» Kurze Aufgabe A: Welchen Betrag muss der Bund dem Beschwerdeführer laut der Entscheidung des Verwaltungsgerichtshofes ersetzen?
» Kurze Aufgabe B: Übersetze aus der Entscheidung des Verwaltungsgerichtshofes den Satz „Der angefochtene Bescheid wird, soweit er die Spruchpunkte 1), 2) und 3) des erstinstanzlichen Straferkenntnisses betrifft, wegen Rechtswidrigkeit seines Inhaltes aufgehoben.“ ins Englische.
» Kurze Aufgabe C: Führe die Entscheidung des Verwaltungsgerichtshofes nach ihrem letzten Satz weiter.

» Auszug:
↓↓↓
Index
E000 EU- Recht allgemein;Norm
31985R3820 Harmonisierung best Sozialvorschriften Strassenverkehr Art1 Nr1;Betreff
Der Verwaltungsgerichtshof hat durch den Vorsitzenden Senatspräsident Dr. Waldner und die Hofräte Dr. Gall und Dr. Grünstäudl als Richter, im Beisein der Schriftführerin Mag. Runge, über die Beschwerde des H in S, vertreten durch Dr. Paul Vavrovsky, Rechtsanwalt in 5020 Salzburg, Reichenhallerstraße 5, gegen den Bescheid des Unabhängigen Verwaltungssenates für die Steiermark vom 19. November 2002, Zlen. UVS 303.5-1/2001-41, UVS 30.5-7/2001-38, betreffend Übertretungen des Arbeitszeitgesetzes, zu Recht erkannt:
Spruch
Der angefochtene Bescheid wird, soweit er die Spruchpunkte 1), 2) und 3) des erstinstanzlichen Straferkenntnisses betrifft, wegen Rechtswidrigkeit seines Inhaltes aufgehoben.
Der Bund ist schuldig, dem Beschwerdeführer Aufwendungen in der Höhe von EUR 1.172,88 binnen zwei Wochen bei sonstiger Exekution zu ersetzen.
↑↑↑
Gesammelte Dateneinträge
↓↓↓
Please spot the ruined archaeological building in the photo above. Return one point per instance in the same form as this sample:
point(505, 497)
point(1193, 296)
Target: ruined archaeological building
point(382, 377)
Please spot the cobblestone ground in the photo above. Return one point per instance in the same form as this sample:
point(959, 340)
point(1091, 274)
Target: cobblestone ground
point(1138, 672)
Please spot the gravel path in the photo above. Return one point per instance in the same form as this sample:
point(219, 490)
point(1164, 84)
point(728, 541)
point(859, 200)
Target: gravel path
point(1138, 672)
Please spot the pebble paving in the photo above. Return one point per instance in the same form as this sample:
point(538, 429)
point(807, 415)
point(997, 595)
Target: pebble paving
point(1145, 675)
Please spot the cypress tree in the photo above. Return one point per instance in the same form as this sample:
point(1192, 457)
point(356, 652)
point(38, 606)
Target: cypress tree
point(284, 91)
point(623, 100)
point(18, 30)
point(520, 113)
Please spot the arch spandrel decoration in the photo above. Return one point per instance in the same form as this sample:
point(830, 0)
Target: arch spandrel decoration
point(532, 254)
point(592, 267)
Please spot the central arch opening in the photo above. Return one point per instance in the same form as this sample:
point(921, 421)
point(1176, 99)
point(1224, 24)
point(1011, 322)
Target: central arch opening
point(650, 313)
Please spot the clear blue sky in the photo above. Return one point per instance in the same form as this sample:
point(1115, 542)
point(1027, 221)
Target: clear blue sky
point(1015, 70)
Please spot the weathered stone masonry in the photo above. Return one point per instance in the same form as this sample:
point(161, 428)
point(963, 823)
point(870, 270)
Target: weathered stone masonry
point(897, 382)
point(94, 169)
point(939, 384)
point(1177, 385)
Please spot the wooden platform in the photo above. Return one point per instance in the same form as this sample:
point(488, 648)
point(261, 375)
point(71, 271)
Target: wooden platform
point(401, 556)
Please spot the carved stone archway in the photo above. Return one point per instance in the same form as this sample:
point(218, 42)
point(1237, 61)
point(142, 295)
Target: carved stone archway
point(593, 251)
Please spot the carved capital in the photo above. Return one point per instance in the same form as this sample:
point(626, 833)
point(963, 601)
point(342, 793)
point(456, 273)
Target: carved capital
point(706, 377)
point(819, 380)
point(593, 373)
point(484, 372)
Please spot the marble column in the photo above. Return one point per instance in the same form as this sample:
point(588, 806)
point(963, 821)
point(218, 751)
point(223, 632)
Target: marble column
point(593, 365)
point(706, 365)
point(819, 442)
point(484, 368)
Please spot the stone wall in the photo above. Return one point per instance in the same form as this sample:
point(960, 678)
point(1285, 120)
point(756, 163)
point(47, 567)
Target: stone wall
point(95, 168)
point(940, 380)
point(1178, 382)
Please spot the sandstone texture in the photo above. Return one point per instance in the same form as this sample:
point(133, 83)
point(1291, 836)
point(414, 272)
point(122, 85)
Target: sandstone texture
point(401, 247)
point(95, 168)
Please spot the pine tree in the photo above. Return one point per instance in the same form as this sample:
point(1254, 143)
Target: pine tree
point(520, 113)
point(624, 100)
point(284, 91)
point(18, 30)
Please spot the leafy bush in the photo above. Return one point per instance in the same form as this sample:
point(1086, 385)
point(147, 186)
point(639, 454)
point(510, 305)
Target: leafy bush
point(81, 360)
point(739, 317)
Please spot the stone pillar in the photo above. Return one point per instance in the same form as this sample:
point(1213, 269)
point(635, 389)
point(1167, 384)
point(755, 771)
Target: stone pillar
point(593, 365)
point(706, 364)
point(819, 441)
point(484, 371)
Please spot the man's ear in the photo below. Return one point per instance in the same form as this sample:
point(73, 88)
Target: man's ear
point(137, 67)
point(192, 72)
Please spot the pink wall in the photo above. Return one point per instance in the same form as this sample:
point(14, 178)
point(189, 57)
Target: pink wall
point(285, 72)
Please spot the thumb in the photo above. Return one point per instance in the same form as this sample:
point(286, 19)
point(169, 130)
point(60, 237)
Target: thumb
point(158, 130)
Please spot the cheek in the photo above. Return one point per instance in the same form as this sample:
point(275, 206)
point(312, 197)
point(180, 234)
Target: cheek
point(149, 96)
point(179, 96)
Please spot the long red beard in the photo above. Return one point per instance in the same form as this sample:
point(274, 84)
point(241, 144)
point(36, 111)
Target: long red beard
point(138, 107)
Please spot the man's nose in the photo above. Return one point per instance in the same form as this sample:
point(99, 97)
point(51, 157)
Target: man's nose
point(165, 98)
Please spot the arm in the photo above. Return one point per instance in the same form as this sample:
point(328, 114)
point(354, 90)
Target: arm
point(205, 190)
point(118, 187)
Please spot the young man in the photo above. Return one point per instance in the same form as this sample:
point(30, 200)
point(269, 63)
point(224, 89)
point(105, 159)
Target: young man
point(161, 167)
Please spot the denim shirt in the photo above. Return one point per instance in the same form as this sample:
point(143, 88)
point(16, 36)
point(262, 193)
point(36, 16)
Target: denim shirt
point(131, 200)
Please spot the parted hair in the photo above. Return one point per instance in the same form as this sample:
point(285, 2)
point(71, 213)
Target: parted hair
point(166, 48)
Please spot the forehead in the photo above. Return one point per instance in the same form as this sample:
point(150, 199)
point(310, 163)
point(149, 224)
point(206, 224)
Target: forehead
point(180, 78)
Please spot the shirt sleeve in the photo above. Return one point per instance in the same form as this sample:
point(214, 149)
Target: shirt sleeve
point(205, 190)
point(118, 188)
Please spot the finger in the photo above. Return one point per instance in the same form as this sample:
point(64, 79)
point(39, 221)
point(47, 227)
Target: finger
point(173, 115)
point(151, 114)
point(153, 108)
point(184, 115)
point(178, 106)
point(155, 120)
↑↑↑
» Antwort A: EUR 1.172,88, binnen zwei Wochen bei sonstiger Exekution.

» Antwort B: Insofar as it concerns items 1), 2) and 3) of the first-instance penalty decision, the contested decision is set aside on the grounds that its content is unlawful.

» Antwort C:
Begründung
Mit den Spruchpunkten 1, 2 und 3 des Straferkenntnisses der Bezirkshauptmannschaft Graz-Umgebung vom 4. Dezember 2000 (nur die diesbezüglichen Bestrafungen sind Gegenstand des verwaltungsgerichtlichen Verfahrens) wurde der Beschwerdeführer wie folgt schuldig erkannt und bestraft:
"Sie haben als handelsrechtlicher Geschäftsführer und daher gem. § 9 VStG Verantwortlicher der Firma N GesmbH., in W, folgende Verwaltungsübertretungen zu verantworten:
Die nachfolgenden Arbeitnehmer wurden zu den unten angeführten Zeiten als Lenker eines Kraftfahrzeuges, das der Güterbeförderung dient und dessen höchstzulässiges Gesamtgewicht
3.5 t übersteigt, beschäftigt, obwohl
1. Übertretung
Der Arbeitnehmer A wurde als Lenker mit folgenden Lenkzeiten beschäftigt:
Datum: 20.01.2000-22. Jänner 2000, Lenkzeit: 11 Stunden, 55 Min.
Datum: 25.01.2000-27. Jänner 2000, Lenkzeit: 25 Stunden, 56 Minuten
obwohl die Gesamtlenkzeit zwischen täglichen Ruhezeiten oder einer täglichen und einer wöchentlichen Ruhezeit 9 Stunden bzw.
zweimal pro Woche 10 Stunden nicht überschreiten darf.
Dadurch wurde(n) folgende Rechtsvorschrift(en) verletzt:
Art. 6 Abs. 1 1 Unterabsatz EG-VO 3820/85
Geldstrafe: ATS 20.000,00 (im Falle der Uneinbringlichkeit
10 Tage Ersatzfreiheitsstrafe)
Gemäß: 28 Abs. 1a Ziff. 4 Arbeitszeitgesetz
2. Übertretung
Sie nicht dafür gesorgt haben, dass der Arbeitnehmer A, nach einer ununterbrochenen Lenkzeit von höchstens
4,5 Stunden eine Lenkpause von mindestens 45 Minuten einhält.
Lenkzeit ohne Unterbrechung am 20. Jänner 2000 von 6 Stunden 17 Minuten, bei einer Lenkpause von 10 Minuten.
Dadurch wurde(n) folgende Rechtsvorschrift(en) verletzt:
Art. 7 Abs. 1 u 2 EG-VO 3820/85
Geldstrafe: ATS 3.000,00 (im Falle der Uneinbringlichkeit 1 Tag Ersatzfreiheitsstrafe)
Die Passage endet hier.